# Excerpted data:
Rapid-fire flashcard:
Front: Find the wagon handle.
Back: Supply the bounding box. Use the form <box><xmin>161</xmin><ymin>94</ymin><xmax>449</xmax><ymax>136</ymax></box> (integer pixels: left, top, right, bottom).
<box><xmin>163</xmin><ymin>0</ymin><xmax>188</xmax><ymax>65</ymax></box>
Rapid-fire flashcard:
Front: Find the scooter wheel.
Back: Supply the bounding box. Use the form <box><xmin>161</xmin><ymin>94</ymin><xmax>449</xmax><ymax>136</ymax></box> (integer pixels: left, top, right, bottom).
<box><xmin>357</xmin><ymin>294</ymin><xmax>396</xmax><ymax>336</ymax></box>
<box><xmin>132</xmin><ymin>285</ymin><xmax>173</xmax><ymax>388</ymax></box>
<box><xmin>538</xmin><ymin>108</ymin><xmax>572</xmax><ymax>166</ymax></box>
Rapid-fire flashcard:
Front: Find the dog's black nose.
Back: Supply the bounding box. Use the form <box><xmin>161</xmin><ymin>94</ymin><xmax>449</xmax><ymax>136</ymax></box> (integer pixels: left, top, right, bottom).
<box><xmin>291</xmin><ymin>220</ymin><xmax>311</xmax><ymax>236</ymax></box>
---
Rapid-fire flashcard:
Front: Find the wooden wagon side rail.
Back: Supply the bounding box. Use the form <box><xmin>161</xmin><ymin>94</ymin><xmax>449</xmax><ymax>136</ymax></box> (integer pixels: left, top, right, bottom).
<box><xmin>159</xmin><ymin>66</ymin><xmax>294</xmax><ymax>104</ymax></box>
---
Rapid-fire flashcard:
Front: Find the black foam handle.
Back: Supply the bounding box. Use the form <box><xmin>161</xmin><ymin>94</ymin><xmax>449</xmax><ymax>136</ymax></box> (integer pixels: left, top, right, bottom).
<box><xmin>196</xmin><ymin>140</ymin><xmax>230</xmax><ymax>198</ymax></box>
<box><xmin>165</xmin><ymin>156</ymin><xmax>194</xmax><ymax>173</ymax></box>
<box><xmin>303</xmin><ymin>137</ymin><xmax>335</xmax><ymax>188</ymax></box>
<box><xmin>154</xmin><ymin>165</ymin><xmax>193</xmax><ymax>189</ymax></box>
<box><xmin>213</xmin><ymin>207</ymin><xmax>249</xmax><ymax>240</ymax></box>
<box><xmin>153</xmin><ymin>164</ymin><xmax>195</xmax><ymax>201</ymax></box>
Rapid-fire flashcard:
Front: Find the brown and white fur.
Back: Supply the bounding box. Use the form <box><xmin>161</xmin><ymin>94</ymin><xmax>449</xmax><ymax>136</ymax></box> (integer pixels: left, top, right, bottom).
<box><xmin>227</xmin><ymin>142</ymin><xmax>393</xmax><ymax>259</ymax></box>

# Task requirements:
Looking at the records above, return exactly the lines from the line with "Front: Find the black foam handle." to the line with "Front: Find the brown and white fur.", both ends included.

# Exercise answer:
Front: Find the black foam handle.
Back: Supply the bounding box. Use the form <box><xmin>161</xmin><ymin>94</ymin><xmax>449</xmax><ymax>136</ymax></box> (integer pixels: left, top, right, bottom).
<box><xmin>196</xmin><ymin>140</ymin><xmax>230</xmax><ymax>198</ymax></box>
<box><xmin>165</xmin><ymin>156</ymin><xmax>194</xmax><ymax>173</ymax></box>
<box><xmin>303</xmin><ymin>137</ymin><xmax>335</xmax><ymax>188</ymax></box>
<box><xmin>154</xmin><ymin>165</ymin><xmax>193</xmax><ymax>189</ymax></box>
<box><xmin>213</xmin><ymin>207</ymin><xmax>249</xmax><ymax>240</ymax></box>
<box><xmin>153</xmin><ymin>164</ymin><xmax>195</xmax><ymax>201</ymax></box>
Rapid-fire flashcard:
Front: Find the brown and white fur.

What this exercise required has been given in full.